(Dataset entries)
# # #
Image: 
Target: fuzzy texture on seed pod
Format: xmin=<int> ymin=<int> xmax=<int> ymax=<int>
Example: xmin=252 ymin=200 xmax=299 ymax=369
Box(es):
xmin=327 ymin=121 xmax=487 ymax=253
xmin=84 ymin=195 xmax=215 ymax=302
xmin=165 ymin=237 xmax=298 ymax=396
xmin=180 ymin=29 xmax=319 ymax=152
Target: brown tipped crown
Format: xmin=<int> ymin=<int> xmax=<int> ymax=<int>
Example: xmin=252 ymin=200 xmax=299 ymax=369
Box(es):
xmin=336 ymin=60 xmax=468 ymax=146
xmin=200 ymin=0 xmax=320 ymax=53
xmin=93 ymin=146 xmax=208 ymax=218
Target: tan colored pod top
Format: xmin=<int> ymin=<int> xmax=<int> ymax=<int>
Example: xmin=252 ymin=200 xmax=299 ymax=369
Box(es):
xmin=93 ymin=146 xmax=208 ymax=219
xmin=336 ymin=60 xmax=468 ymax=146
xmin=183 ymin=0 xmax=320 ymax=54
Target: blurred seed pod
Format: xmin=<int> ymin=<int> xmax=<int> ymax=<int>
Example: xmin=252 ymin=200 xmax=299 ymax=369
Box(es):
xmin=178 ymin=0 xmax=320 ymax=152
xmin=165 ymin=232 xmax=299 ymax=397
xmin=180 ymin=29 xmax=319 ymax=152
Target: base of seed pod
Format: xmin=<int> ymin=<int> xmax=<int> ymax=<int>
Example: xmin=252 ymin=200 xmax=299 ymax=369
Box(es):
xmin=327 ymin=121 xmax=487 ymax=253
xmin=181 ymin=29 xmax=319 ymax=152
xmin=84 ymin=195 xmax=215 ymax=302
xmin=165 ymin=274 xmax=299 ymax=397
# # #
== Activity ==
Some lines of the data may hold the word "Target". Say how many do, with nothing else.

== Result for this task ==
5